STORED ROWS ->
_ _ _ _ _ _ _

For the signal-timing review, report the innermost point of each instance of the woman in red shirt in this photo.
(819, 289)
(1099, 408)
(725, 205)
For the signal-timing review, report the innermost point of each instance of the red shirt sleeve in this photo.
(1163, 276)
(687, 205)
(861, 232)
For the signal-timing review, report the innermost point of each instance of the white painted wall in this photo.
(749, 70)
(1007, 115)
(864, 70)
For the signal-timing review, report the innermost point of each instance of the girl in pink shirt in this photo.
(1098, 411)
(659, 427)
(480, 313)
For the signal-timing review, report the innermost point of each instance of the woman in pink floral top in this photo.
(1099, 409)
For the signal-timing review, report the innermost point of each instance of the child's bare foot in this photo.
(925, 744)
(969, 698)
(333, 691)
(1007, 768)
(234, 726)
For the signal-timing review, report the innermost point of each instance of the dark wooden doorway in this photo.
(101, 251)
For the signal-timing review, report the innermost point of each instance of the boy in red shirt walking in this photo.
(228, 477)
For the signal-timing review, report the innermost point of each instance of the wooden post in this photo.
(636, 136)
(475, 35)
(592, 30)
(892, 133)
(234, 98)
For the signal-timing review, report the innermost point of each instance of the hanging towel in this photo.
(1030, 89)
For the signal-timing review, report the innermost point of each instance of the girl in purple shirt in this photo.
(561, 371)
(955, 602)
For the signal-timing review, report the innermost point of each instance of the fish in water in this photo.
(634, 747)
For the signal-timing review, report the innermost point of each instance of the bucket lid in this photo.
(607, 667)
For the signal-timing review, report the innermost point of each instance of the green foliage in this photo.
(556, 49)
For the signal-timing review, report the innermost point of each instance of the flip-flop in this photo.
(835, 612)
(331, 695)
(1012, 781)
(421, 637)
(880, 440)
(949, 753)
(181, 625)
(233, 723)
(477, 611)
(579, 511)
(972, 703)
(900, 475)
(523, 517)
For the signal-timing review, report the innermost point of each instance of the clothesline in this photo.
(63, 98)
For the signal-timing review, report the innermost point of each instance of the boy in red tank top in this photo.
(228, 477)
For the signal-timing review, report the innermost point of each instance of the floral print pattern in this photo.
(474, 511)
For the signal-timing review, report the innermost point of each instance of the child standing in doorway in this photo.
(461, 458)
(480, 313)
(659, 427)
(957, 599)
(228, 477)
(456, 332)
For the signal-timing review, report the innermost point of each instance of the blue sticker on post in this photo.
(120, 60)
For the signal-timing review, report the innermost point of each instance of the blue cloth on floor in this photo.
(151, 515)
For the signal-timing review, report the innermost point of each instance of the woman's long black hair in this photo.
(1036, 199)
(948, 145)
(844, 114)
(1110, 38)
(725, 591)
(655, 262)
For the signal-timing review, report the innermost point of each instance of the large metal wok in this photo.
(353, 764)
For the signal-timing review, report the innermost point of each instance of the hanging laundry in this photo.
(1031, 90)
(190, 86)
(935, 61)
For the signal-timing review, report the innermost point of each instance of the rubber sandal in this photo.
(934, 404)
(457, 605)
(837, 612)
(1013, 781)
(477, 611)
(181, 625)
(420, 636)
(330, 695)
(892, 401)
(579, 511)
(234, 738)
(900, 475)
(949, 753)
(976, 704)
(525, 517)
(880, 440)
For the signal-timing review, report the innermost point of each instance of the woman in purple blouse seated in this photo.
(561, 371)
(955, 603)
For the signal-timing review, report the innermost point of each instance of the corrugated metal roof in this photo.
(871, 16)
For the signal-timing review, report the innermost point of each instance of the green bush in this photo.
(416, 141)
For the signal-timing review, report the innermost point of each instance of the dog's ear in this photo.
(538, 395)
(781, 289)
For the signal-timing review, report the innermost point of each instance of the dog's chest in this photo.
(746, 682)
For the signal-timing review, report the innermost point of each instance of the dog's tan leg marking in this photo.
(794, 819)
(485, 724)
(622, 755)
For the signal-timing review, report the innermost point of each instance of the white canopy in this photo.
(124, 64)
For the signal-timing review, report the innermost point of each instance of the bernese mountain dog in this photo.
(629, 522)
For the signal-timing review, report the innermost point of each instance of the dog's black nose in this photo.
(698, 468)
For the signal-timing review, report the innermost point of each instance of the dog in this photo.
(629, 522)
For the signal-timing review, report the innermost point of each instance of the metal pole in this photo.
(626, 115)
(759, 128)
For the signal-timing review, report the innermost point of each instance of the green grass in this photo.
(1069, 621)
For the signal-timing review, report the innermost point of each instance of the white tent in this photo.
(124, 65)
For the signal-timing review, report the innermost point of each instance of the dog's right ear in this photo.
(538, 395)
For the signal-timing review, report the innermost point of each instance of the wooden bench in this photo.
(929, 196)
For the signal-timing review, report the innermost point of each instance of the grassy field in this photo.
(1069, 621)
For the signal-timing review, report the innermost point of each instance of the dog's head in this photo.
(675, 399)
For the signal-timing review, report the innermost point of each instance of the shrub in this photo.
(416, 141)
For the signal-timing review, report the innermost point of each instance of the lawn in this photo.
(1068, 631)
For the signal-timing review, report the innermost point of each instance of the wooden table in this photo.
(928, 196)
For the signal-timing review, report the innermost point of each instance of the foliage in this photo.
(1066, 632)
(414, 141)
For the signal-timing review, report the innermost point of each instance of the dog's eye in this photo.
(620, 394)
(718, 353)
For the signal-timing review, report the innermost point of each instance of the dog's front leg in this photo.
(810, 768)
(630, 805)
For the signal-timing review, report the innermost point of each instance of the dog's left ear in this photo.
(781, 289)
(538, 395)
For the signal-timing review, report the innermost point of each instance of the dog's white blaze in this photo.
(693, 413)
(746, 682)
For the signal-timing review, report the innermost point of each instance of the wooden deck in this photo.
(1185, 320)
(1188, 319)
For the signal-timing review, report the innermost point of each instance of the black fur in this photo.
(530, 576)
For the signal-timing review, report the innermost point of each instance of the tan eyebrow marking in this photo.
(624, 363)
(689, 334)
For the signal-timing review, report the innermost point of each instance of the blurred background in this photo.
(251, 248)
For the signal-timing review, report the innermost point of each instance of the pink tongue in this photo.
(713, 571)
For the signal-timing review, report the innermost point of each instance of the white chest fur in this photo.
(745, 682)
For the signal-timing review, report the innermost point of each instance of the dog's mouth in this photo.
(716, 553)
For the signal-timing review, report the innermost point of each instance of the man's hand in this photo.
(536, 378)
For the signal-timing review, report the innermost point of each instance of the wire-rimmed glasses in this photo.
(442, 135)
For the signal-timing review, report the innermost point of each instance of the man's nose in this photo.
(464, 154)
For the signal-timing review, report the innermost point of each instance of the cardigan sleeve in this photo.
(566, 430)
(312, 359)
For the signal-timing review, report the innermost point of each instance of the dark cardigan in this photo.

_ _ _ _ _ _ _

INSTRUCTION ->
From the preceding material, extract every line exactly.

RESPONSE TO THIS EXERCISE ->
For the signal-timing review, report the innermost point of each instance of the woman in red shirt in this photo.
(819, 289)
(1099, 408)
(725, 205)
For the signal-timing review, report the innermost point of each instance of the red shirt sleeve in this photo.
(1163, 276)
(687, 205)
(861, 232)
For the signal-timing review, report the innermost point of each instance of the white painted wall in this photo.
(749, 70)
(1007, 115)
(864, 70)
For the signal-timing review, report the innermost point of each instance of the girl in pink shirt in this photo.
(1098, 411)
(659, 427)
(480, 313)
For the signal-timing review, report the innermost point of each instance of the woman in pink floral top in this photo.
(1099, 409)
For the signal-timing review, report the innermost point of each instance of the child's bare foot in this photo.
(925, 744)
(969, 698)
(333, 691)
(1007, 768)
(234, 726)
For the signal-timing review, report the innermost point of each instance of the dark wooden doorway in this photo.
(101, 251)
For the signal-timing review, report the innermost point of each instance of the boy in red shirt walking in this photo.
(228, 477)
For the signal-timing review, report the innermost point of each instance of the wooden post in this photo.
(636, 136)
(475, 35)
(592, 30)
(892, 133)
(234, 98)
For the signal-timing review, report the innermost point of each instance of the hanging towel in this photo.
(1030, 89)
For the signal-timing review, report the innermost point of each instance of the girl in purple shirt in this photo.
(561, 371)
(955, 602)
For the signal-timing review, report the innermost point of each instance of the fish in water in this photo.
(634, 747)
For the signal-timing review, report the innermost point of each instance of the bucket lid in this photo.
(607, 667)
For the signal-timing review, report the innermost point of each instance of the green foliage in this photo.
(556, 49)
For the signal-timing review, report the innermost point of each instance of the flip-flop in this photo.
(835, 612)
(331, 695)
(1012, 781)
(421, 637)
(880, 440)
(949, 753)
(181, 625)
(233, 723)
(477, 611)
(579, 511)
(972, 703)
(900, 475)
(523, 517)
For the signal-timing review, report the innermost point of each instance of the clothesline in this photo.
(63, 98)
For the signal-timing review, report the innermost point of each instance of the boy in red tank top in this photo.
(228, 477)
For the signal-timing review, report the innermost point of each instance of the floral print pattern in this photo.
(474, 511)
For the signal-timing review, report the innermost point of each instance of the child standing in doorway in this photo.
(461, 458)
(480, 313)
(659, 427)
(957, 599)
(228, 477)
(456, 332)
For the signal-timing review, report the innermost point of each instance of the blue sticker on post in this photo.
(120, 60)
For the signal-timing review, report the innermost point of each instance of the blue cloth on floor in this photo.
(151, 515)
For the signal-timing review, report the innermost point of each instance of the woman's long black hair in this photo.
(1036, 199)
(948, 145)
(844, 114)
(1110, 38)
(725, 591)
(655, 262)
For the signal-timing review, report the innermost point of each instance of the large metal wok in this photo.
(353, 764)
For the signal-timing review, report the innermost point of each instance of the hanging laundry in this photo.
(1031, 90)
(190, 86)
(935, 61)
For the signal-timing review, report the innermost point of each instance of the rubber sandal in this photo.
(934, 404)
(457, 605)
(837, 612)
(1013, 781)
(477, 611)
(181, 625)
(420, 636)
(330, 695)
(892, 401)
(579, 511)
(234, 738)
(900, 475)
(949, 753)
(976, 704)
(525, 517)
(880, 440)
For the signal-timing review, report the innermost point of each instance of the woman in purple blouse seated in this photo.
(561, 371)
(955, 603)
For the signal-timing review, report the innermost point of each instance of the corrugated metal roof in this photo.
(871, 16)
For the signal-timing review, report the innermost point of each instance of the green bush in this photo.
(416, 141)
For the signal-timing review, report the innermost point of each instance of the dog's ear in this photo.
(538, 395)
(781, 289)
For the signal-timing review, report the innermost point of each instance of the dog's chest in this photo.
(746, 682)
For the signal-timing review, report the innermost point of each instance of the dog's tan leg marking in this photo.
(794, 819)
(485, 724)
(622, 755)
For the signal-timing review, report the innermost point of each instance of the white canopy in this photo.
(124, 64)
For the signal-timing review, report the innermost point of each instance of the bernese mountain dog in this photo.
(629, 522)
For the signal-timing review, report the innermost point of each instance of the dog's black nose in this photo.
(698, 468)
For the signal-timing review, report the innermost point of each instance of the dog in this photo.
(629, 522)
For the signal-timing review, report the innermost point of each instance of the metal pole in this photo.
(626, 115)
(759, 128)
For the signal-timing review, report the innermost point of each instance of the green grass in this photo.
(1069, 621)
For the signal-timing review, report the innermost point of each instance of the white tent in this photo.
(124, 65)
For the signal-timing review, report the innermost point of each instance of the dog's right ear in this photo.
(538, 395)
For the signal-timing review, report the innermost point of each instance of the wooden bench in this photo.
(929, 196)
For the signal-timing review, report the innermost point of each instance of the grassy field in this photo.
(1069, 621)
For the signal-timing review, report the innermost point of each instance of the dog's head in this photo.
(675, 399)
For the signal-timing review, report the innermost point of each instance of the shrub in this photo.
(416, 141)
For the signal-timing review, report the innermost point of each instance of the lawn in this photo.
(1068, 631)
For the signal-timing review, report the innermost point of each instance of the wooden table in this photo.
(928, 196)
For the signal-timing review, report the innermost point of each instance of the foliage in this photo.
(1066, 632)
(414, 141)
For the signal-timing review, report the innermost point of each instance of the dog's eye in this photo.
(620, 394)
(718, 353)
For the signal-timing review, report the innermost point of each instance of the dog's front leg in this photo.
(810, 768)
(630, 805)
For the signal-timing review, report the innermost point of each instance of the dog's left ear in this photo.
(781, 289)
(538, 395)
For the signal-timing review, report the innermost point of each instance of the dog's white blaze in this photo.
(693, 413)
(746, 682)
For the signal-timing review, report the innermost point of each instance of the wooden deck in this photo.
(1185, 320)
(1188, 319)
For the signal-timing review, report the innermost point of each instance of the black fur in this photo.
(530, 576)
For the signal-timing review, report the innermost point of each instance of the tan eyebrow marking in this photo.
(624, 363)
(689, 334)
For the signal-timing review, report the innermost point of each instance of the blurred background in this photo.
(251, 248)
For the signal-timing review, report the innermost point of each instance of the pink tongue in this photo.
(713, 571)
For the signal-timing review, report the innermost point of each instance of the white chest fur in this photo.
(745, 682)
For the signal-timing review, report the innermost point of each instance of the dog's mouth in this photo.
(716, 553)
For the signal-timing review, report the innermost point of each instance of the man's hand in this photo.
(536, 378)
For the signal-timing review, report the innermost point of each instance of the wire-rimmed glasses in this photo.
(442, 135)
For the signal-timing review, report the innermost point of each instance of the man's nose in this photo.
(464, 154)
For the signal-timing review, report the innermost point of each instance of the cardigan sleeve in this photo.
(566, 430)
(312, 359)
For the signal-timing review, report the innermost point of each instance of the dark cardigan in this photo.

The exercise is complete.